Task details - Please edit the lines below by putting "place a marker" wherever "drop a dot" appears, and keep everything else the same.

Records for the task -

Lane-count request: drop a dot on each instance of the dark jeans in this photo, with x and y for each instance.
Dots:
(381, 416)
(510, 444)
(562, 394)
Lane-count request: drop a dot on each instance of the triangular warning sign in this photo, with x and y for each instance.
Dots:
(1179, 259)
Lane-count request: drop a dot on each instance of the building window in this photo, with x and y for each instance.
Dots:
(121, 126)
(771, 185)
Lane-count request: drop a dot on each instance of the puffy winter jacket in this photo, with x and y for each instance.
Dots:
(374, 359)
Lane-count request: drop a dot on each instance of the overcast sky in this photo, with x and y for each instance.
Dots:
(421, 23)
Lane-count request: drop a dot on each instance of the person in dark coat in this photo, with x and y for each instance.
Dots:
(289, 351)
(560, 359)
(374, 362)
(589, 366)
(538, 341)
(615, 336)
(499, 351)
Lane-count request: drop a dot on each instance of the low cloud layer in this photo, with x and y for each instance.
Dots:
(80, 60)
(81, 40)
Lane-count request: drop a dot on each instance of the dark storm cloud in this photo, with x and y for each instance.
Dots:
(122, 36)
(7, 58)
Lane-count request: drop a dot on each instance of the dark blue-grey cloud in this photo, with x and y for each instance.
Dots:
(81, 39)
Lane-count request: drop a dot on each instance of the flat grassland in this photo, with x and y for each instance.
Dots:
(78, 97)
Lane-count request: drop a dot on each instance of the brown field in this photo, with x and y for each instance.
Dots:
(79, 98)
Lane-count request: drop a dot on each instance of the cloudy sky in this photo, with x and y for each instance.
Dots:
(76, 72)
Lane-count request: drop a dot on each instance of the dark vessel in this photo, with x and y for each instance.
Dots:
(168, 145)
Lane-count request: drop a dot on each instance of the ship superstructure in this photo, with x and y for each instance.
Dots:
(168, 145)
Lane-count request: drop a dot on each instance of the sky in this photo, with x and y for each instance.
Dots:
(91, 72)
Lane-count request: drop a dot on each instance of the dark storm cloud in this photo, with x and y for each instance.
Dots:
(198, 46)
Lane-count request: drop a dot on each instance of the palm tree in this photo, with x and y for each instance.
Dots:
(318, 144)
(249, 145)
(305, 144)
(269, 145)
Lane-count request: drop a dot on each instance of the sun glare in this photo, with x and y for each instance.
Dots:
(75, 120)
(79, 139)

Reply to the task -
Lane-count request: place a marker on each instance of the dark jeans in this photo, with x and y for each instance.
Dots:
(381, 416)
(510, 444)
(562, 394)
Lane-count request: place a marker on each instance of the triangular warning sign in this photo, with x and y for each instance.
Dots:
(1179, 259)
Lane-count request: place a marker on each instance of the building window in this photo, with x and y for each instance.
Dots:
(121, 126)
(771, 185)
Lane-count request: place a marker on each instance of the puffy winter jacket in this photo, with x and y for each instance.
Dots:
(374, 359)
Lane-count request: place a marker on each instance of the overcast sky in this photo, with x and y for each instance.
Dots:
(421, 23)
Lane-count request: place a marker on each instance of the person in dark coat in this photo, with x and y for each instance.
Dots:
(289, 351)
(560, 359)
(374, 362)
(589, 366)
(538, 341)
(615, 336)
(499, 351)
Lane-count request: place a marker on each instance of the low cloud layer in this photo, with x and y for each instance.
Dots:
(80, 60)
(81, 40)
Lane-count request: place a marker on each instance of the dark storm cloud in this photo, with x and y for each instance.
Dots:
(122, 36)
(7, 58)
Lane-count request: place a marker on each instance of the dark blue-grey cloud in this photo, with x and y for each instance.
Dots:
(81, 39)
Lane-count request: place a marker on each instance of the flat grassland in this photo, with x and y for each instance.
Dots:
(78, 97)
Lane-count request: place a marker on each instance of the brown field in this photo, with x and y for each instance.
Dots:
(79, 98)
Lane-count request: place a marker on each instance of the cloudy sky in this photo, with x and y for each instance.
Dots:
(76, 72)
Lane-count request: place a marker on each instance of the dark vessel in this photo, with x and y for each instance.
Dots:
(168, 145)
Lane-count request: place a marker on each instance of the ship superstructure in this photo, with x and y for each instance.
Dots:
(168, 145)
Lane-count request: place a marker on each instance of the sky in this photo, with x and y for each instance.
Dots:
(91, 72)
Lane-count request: place a marker on each instance of the dark storm cloud in this photo, with x and y for each instance.
Dots:
(198, 46)
Lane-count request: place a marker on each instance of the palm tree in this photo, with x and y for each instance.
Dots:
(318, 144)
(249, 145)
(305, 144)
(269, 145)
Lane-count request: place a marker on each instance of the sun glare in this photo, with x and y for each instance.
Dots:
(75, 120)
(79, 139)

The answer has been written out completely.